■ **ASSIGNED TASK**
Down to the last character, transcribe every record.

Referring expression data
═══

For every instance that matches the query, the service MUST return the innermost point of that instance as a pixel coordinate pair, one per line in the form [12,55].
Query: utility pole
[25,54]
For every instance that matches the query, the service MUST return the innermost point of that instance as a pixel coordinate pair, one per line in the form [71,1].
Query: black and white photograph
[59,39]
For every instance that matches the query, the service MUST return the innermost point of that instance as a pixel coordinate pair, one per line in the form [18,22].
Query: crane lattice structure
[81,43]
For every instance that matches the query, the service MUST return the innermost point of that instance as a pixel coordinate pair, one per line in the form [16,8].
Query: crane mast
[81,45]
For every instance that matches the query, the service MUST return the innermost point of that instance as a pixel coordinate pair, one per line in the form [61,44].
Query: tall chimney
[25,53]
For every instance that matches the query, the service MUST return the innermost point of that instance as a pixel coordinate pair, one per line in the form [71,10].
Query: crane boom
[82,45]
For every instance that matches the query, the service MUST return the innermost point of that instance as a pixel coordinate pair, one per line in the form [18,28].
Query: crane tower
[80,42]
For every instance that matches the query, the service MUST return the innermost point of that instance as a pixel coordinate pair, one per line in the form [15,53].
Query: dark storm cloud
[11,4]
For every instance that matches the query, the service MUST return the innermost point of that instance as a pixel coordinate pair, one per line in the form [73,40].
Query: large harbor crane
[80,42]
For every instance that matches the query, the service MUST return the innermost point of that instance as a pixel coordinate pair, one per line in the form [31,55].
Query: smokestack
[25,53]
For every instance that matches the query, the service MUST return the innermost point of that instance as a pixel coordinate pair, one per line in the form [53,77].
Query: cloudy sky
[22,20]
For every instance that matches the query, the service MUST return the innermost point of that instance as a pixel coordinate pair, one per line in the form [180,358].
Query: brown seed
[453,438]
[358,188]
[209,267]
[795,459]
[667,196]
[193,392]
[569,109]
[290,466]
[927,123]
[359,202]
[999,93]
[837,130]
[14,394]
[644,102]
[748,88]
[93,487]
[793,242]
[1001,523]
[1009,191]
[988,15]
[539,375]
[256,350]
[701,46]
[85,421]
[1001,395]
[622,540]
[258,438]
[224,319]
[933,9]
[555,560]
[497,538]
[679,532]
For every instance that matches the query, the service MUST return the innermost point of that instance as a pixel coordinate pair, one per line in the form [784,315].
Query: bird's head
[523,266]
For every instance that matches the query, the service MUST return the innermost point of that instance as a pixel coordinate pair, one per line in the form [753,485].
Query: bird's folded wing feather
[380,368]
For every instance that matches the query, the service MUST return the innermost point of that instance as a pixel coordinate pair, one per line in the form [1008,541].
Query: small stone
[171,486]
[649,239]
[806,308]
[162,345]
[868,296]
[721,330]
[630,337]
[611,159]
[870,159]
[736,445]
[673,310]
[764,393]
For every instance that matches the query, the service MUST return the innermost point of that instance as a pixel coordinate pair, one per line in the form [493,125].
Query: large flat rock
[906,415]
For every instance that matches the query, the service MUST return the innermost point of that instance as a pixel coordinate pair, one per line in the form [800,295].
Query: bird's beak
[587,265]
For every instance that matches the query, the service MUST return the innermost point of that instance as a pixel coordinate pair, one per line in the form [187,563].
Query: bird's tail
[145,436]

═══

■ **EXPECTED ANSWER**
For every instance that matches the query, the service MUST return the innermost point of that instance as a pixel coordinate pair, one per line in the form [12,55].
Query: utility pole
[25,54]
For every instance that matches the query, the service MUST return the innermost point of that instance as a pixel coordinate pair, one per line in the form [71,1].
Query: black and white photograph
[59,39]
For every instance that matches the query, the service MUST return the innermost point of that instance as a pixel coordinate pair, one per line in the form [18,22].
Query: crane lattice structure
[81,43]
For every instance that matches the query, the service MUST return the innermost point of that instance as a pixel coordinate pair, one per line in the form [16,8].
Query: crane mast
[81,45]
For every instance that matches the query, the service MUST return the innermost point of that instance as a pixel coordinate pair, one per line in the form [61,44].
Query: tall chimney
[25,53]
For every instance that matches the query, the service MUST return the innermost point of that instance as a pixel coordinate pair, one per line in the form [71,10].
Query: crane boom
[82,45]
For every instance that matches the query, the service MUST return the innermost point of that instance as a pixel coordinate pair, one per line in the form [18,28].
Query: crane tower
[80,42]
For every instance that matches the query, the service MUST return the innermost point of that instance as a pixel coordinate pair, one per line in the form [15,53].
Query: dark storm cloud
[11,4]
For every instance that matches the query, the service MUST return the innermost point of that instance as a pixel coordinate pair, one per line in the form [73,40].
Query: large harbor crane
[80,42]
For every instance that matches the query, the service MUST return the innermost point of that instance as a pixel coordinate pair, one per line in the form [31,55].
Query: smokestack
[25,53]
For every instance that matches the query, the service MUST return the innermost point of that instance as a pixel coordinate pair, one per line in the form [53,77].
Query: cloudy sky
[22,20]
For every instance that matches the query, the service MUST return the innermost point of that instance as a pixel coordinate pair, one per line in the form [180,358].
Query: brown seed
[453,438]
[358,188]
[209,267]
[795,459]
[667,196]
[193,392]
[569,109]
[290,466]
[927,123]
[359,202]
[999,93]
[837,130]
[14,394]
[644,102]
[748,88]
[93,487]
[793,242]
[1001,523]
[1009,191]
[988,15]
[539,375]
[256,350]
[701,46]
[85,421]
[1001,395]
[622,540]
[258,438]
[224,319]
[933,9]
[555,560]
[497,538]
[679,532]
For every instance that matches the query, the service MUST return the innermost point of that instance as a pixel coordinate pair, one per line in the form [784,315].
Query: bird's head
[523,266]
For every instance that matches the query, the service MUST return the innermost point of that instance as a pixel coordinate pair, one per line in the form [753,485].
Query: bird's folded wing feather
[380,368]
For every instance that matches the query, the service MUST return the innermost point of that instance as a pixel coordinate pair, one per line in the form [1008,541].
Query: small stone
[171,486]
[649,239]
[806,308]
[162,345]
[868,296]
[721,330]
[630,337]
[611,159]
[870,159]
[736,445]
[673,310]
[764,393]
For every instance that matches the query, the service MUST return the innermost point of that instance as a pixel coordinate pair, one per line in the form [493,125].
Query: large flat rock
[906,415]
For every instance that matches the query, the service MUST return the innermost point of that instance as a pixel coordinate pair, one per line in the form [800,295].
Query: bird's beak
[587,265]
For every instance that matches the query, the service MUST return the innermost point of that instance as a pixel coordinate pair, one per line in the form [187,563].
Query: bird's tail
[145,436]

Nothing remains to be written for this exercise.